Extrait du document
· · · ·

ART. 1. Les frontières de la France seront telles qu'elles étaient en 1790, sauf les modifications de part et d'autre qui se trouvent indiquées dans l'article présent.

1. Sur les frontières du nord, la ligne de démarcation restera telle que le traité de Paris l'avait fixée, jusque visà-vis de Quiévrain; de là elle suivra les anciennes limites des provinces belgiques, du ci-devant évêché de Liége et du duché de Bouillon, telles qu'elles étaient en 1790, en laissant les territoires enclavés de Philippeville et Marienbourg, avec les places de ce nom, ainsi que tout le duché de Bouillon, hors des frontières de la France; depuis Villers près d'Orval (sur les confins du département des Ardennes et du grand duché de Luxembourg) jusqu'à Perle, sur la chaussée qui conduit de Thionville à Trèves, la ligne restera telle qu'elle avait été désignée par le traité de Paris. De Perle elle passera par Launsdorf, Wallwich, Schardof, Niederveiling, Pellweiler, tous ces endroits restant avec leurs banlieues à fa France, jusqu'à Houvre, et suivra de là les anciennes limites du pays de Sarrebruck, en laissant Sarre-Louis et le cours de la Sarre, avec les endroits situés à la droite de la ligne cidessus désignée et leurs banlieues, hors des limites françaises. Des limites du pays de Sarrebruck, la ligne de démarcation sera la même qui sépare actuellement de l'Allemagne les départemens de la Moselle et du Bas-Rhin, jusqu'à la Lauter,

qui servira ensuite de frontière jusqu'à son embouchure dans le Rhin. Tout le territoire sur la rive gauche de la Lauter, y compris la place de Landau, fera partie de l'Allemagne ; cependant la ville de Weissembourg, traversée par cette rivière, restera toute entière à la France, avec un rayon sur la rive gauche n'excédant pas mille toises, et qui sera plus particulièrement déterminé par les commissaires que l'on chargera de la dé limitation prochaine.

· · · ·

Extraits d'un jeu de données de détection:
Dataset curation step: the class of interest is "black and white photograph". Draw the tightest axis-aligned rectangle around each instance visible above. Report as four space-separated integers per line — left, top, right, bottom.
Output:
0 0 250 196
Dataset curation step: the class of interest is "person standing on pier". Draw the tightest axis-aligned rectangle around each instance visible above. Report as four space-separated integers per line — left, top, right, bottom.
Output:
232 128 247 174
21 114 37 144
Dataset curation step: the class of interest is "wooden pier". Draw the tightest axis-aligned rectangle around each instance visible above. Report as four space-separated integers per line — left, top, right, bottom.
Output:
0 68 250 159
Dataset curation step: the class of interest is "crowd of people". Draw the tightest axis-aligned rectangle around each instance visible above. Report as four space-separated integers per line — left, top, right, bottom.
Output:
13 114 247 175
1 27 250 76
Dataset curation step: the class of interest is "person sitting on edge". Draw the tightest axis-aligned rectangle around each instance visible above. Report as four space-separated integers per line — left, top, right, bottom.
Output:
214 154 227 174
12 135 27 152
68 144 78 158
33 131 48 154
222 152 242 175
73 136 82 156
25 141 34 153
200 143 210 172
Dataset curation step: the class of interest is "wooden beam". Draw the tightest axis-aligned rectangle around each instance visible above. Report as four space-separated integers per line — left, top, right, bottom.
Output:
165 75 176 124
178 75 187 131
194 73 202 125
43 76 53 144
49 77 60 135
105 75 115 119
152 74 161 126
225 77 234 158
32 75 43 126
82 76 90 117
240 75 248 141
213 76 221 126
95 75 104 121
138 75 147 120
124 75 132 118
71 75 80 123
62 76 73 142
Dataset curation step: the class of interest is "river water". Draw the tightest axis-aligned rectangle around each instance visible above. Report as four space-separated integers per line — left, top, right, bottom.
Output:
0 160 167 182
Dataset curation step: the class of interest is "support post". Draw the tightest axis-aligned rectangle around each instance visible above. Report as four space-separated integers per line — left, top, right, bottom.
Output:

· · · ·

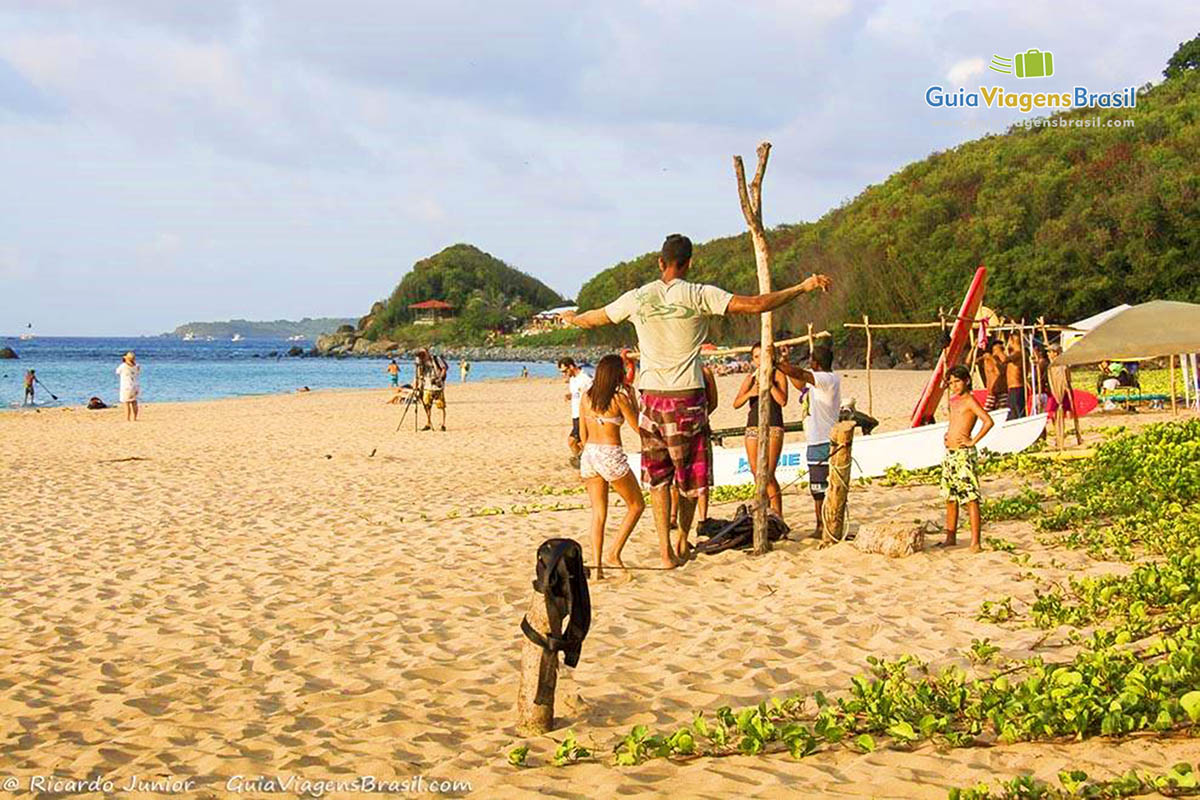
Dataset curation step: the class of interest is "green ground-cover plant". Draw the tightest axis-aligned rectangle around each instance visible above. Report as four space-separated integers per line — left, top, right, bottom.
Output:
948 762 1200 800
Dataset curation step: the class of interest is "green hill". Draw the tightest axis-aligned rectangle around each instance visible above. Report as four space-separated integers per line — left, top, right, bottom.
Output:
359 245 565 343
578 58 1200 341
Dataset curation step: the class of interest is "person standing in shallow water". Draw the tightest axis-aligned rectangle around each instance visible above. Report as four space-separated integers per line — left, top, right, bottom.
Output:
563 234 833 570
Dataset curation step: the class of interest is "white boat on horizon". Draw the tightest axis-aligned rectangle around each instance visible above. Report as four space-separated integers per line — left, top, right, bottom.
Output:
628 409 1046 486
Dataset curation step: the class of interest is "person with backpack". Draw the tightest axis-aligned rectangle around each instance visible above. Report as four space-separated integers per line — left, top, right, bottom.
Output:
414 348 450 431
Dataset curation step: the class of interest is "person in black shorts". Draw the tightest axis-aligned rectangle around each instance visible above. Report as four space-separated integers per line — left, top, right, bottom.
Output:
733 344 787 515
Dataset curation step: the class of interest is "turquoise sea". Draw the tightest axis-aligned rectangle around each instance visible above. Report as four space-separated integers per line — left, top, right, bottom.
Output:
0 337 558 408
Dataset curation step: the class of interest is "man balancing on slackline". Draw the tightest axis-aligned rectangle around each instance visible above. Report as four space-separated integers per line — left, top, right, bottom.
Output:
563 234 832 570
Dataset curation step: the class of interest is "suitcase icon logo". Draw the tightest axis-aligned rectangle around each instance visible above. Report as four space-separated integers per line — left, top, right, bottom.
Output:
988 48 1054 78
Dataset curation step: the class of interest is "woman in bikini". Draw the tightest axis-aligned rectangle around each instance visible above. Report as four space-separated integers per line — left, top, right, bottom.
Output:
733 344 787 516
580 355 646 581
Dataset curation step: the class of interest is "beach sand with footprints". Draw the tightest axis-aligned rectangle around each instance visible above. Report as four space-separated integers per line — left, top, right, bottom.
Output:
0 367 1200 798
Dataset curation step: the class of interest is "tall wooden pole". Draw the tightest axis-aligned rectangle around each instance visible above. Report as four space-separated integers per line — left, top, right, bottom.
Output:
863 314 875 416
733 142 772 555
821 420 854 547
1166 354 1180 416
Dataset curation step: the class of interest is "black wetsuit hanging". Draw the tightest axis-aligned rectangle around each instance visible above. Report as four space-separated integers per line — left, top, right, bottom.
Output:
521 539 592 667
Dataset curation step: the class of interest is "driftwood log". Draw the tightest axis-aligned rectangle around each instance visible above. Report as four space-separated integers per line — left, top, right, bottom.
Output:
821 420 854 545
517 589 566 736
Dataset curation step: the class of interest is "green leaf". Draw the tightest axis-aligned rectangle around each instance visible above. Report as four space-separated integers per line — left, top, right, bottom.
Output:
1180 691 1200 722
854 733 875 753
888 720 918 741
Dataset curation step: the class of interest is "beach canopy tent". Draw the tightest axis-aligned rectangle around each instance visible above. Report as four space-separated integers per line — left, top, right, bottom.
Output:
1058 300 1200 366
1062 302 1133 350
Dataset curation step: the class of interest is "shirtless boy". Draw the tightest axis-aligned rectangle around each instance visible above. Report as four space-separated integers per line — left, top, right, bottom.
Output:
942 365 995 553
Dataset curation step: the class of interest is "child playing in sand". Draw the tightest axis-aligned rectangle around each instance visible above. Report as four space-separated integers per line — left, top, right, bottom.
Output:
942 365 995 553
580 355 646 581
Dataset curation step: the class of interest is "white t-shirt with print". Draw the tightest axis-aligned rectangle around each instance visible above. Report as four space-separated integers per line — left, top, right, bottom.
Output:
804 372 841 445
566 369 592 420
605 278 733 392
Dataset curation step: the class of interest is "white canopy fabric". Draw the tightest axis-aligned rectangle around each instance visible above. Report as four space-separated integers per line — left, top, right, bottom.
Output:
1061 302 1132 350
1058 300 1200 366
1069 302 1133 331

· · · ·

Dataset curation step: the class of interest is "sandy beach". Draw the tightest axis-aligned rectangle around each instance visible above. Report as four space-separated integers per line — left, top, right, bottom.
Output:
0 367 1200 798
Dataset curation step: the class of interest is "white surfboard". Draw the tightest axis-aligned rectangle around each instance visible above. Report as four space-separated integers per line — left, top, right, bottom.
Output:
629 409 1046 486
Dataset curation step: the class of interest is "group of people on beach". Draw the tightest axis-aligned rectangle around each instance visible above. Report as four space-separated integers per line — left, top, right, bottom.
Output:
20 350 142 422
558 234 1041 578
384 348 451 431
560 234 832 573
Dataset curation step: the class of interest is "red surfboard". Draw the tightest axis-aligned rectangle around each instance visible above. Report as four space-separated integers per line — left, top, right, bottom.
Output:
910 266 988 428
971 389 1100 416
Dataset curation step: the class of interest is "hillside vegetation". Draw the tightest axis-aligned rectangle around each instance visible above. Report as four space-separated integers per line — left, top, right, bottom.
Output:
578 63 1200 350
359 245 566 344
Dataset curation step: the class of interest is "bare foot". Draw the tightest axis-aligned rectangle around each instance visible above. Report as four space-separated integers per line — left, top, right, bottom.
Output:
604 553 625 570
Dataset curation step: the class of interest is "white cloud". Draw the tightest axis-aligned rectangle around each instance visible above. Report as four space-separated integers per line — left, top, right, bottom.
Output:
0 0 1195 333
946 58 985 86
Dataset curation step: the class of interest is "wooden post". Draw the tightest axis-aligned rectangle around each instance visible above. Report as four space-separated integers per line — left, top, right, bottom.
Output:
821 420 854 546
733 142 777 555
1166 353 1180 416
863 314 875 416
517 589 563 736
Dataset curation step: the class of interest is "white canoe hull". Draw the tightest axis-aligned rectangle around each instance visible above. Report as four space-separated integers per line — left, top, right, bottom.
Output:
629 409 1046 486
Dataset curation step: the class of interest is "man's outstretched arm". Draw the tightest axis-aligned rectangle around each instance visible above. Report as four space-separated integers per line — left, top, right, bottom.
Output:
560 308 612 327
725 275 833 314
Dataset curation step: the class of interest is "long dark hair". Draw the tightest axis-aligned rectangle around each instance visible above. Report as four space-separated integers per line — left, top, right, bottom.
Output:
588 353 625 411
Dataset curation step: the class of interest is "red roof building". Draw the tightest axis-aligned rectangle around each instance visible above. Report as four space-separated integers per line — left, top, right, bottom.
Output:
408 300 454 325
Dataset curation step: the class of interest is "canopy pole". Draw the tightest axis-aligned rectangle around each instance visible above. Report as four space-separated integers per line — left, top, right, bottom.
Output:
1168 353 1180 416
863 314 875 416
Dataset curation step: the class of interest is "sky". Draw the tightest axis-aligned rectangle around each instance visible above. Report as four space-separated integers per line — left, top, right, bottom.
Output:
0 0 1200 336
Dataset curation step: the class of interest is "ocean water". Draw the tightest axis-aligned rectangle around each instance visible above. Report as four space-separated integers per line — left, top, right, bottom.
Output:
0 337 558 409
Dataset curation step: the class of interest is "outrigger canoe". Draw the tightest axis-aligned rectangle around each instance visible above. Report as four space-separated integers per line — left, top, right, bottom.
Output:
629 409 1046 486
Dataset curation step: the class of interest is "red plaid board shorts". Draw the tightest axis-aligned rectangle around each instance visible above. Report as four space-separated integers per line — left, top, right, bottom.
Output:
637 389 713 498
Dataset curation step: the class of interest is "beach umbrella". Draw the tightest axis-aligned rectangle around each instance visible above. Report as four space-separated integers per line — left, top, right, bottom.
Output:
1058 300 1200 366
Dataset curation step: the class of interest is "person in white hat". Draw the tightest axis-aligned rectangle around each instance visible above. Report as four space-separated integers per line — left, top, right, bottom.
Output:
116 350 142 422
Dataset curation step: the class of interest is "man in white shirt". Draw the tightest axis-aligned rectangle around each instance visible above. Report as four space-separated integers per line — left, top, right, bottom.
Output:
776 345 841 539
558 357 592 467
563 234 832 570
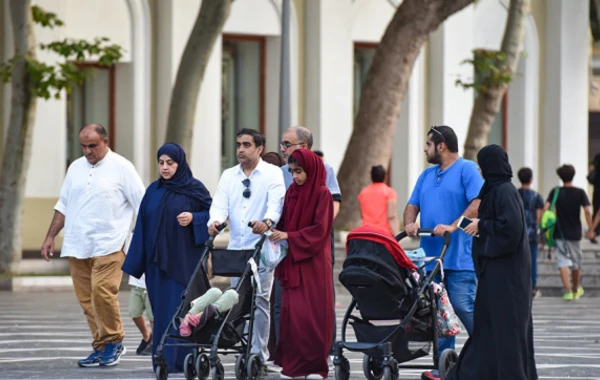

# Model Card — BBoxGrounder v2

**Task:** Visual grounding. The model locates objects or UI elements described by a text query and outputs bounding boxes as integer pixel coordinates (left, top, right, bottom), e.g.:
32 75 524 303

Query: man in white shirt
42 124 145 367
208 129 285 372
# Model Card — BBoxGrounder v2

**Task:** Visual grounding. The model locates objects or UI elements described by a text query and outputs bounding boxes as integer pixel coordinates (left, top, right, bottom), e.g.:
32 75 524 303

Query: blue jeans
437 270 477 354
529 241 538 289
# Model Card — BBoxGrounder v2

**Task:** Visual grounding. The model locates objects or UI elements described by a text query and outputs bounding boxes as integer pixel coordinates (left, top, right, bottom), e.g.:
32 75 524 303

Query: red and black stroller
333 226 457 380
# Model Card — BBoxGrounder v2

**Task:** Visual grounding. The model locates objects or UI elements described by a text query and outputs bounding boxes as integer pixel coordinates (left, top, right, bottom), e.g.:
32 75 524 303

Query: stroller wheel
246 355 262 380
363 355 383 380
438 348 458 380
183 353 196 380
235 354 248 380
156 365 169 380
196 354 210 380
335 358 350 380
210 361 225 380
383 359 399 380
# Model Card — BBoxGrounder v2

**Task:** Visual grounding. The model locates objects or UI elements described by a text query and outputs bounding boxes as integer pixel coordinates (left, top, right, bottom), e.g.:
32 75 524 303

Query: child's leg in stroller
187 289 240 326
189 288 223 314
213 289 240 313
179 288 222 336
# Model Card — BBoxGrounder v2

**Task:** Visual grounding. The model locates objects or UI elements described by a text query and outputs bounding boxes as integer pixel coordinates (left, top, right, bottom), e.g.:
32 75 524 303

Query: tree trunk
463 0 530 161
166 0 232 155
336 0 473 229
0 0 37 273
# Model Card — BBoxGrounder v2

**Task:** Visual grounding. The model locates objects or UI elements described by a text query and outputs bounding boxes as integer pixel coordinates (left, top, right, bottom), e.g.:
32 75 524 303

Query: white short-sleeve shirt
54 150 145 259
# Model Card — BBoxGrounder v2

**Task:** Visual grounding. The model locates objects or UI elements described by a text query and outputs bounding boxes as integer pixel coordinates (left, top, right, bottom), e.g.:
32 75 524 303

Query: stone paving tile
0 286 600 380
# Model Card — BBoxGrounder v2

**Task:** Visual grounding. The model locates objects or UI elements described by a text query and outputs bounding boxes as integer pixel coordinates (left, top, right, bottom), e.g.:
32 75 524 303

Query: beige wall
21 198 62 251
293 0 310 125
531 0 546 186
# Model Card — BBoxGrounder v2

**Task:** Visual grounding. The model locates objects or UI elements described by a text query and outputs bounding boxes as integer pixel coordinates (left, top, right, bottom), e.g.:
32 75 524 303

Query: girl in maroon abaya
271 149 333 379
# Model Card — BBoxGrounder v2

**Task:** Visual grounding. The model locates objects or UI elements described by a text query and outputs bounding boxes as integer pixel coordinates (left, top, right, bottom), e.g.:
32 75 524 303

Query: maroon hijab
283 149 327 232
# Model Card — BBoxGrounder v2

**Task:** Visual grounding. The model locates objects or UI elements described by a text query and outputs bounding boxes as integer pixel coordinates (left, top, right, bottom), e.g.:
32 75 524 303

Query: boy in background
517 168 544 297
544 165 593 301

· · · ·

Objectif
Citez l'article sur les frontières de la France à partir de « ART. 1. Les » jusqu'à « dans l'article présent. » inclus. Les items ne sont d'aucune utilité pour ce travail.

Solution proposée
ART. 1. Les frontières de la France seront telles qu'elles étaient en 1790, sauf les modifications de part et d'autre qui se trouvent indiquées dans l'article présent.